→ **Exercise**:
Give only a number in reply. It should be how many lines in the records contain the string "stretch".

→ **Data**:
※
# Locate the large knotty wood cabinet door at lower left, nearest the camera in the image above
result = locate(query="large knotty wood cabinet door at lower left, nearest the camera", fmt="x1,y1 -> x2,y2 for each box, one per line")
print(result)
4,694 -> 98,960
※
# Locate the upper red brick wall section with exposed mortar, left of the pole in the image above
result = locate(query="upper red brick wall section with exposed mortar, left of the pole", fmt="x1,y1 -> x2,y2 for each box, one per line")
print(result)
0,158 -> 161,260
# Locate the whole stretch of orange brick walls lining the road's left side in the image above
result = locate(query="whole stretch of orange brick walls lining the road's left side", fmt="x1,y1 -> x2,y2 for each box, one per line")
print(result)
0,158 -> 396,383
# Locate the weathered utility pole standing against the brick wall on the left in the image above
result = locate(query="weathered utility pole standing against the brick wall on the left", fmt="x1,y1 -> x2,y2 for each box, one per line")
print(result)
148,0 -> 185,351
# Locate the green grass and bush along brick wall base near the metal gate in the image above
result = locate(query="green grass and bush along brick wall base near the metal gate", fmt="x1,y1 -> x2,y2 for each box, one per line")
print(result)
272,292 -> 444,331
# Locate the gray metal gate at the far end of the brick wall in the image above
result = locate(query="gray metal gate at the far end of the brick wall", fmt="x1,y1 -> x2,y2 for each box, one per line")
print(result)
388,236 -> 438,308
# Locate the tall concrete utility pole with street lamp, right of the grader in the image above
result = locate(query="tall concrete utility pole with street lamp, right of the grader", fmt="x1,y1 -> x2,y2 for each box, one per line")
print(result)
※
→ **Written answer**:
2